→ **JOB 1**
Which percentages appear in the passage on Internet harassment? List every one.

→ **EXCERPT PROVIDED**
Harassment is a major problem on the Internet. A 2014 Pew survey found that 40% of US adult Internet users have personally experienced harassment, and 73% have seen someone else harassed. The most frequent venue of harassment is at social networking sites, like Twitter and Facebook (66%), with a further 16% at online gaming sites.
Given that Wikipedia is a cross between a social networking site and MMORPG, one would expect the problem to be prevalent here as well. So it was a welcome step that the WMF conducted its first ever survey about harassment on Wikimedia projects a few months ago. Designed and implemented by the WMF Support and Safety (SuSa) team (formerly Community Advocacy), it was conducted over a period of two weeks in November 2015. A report with the findings was published in late January 2016 (Preliminary report — Latest version).
The report is 52 pages long and filled with charts and numbers. What, if anything, do these numbers mean? Do they shed light on the prevalence and nature of the harassment encountered on Wikimedia projects?

→ **DATA SECTION**
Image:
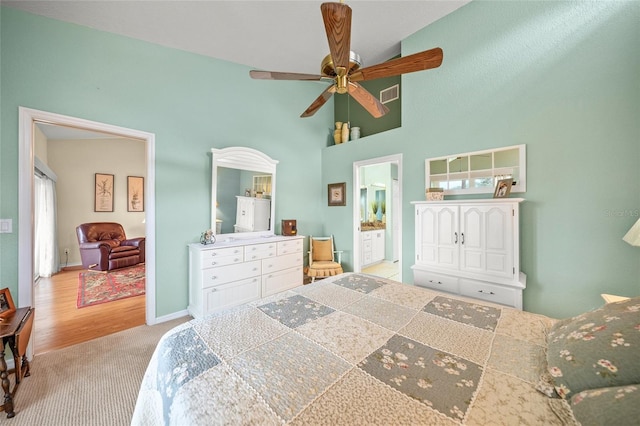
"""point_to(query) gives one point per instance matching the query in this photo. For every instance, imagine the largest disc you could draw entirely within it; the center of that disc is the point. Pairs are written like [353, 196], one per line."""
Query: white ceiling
[270, 35]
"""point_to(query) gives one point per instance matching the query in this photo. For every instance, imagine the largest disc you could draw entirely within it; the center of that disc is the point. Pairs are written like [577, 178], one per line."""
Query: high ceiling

→ **JOB 2**
In the records, take the lines from the one containing "[577, 178], one" through the end of the records, swap "high" for "tall", and return only those lines.

→ **FINAL ANSWER 1**
40%, 73%, 66%, 16%

→ **FINAL ANSWER 2**
"""point_to(query) gives one point per instance matching the query in this photo. For every instance, imagine the largest disc you could draw entirely within it; the center of that disc is the point. Pairs are written like [577, 178], one per line."""
Query: tall ceiling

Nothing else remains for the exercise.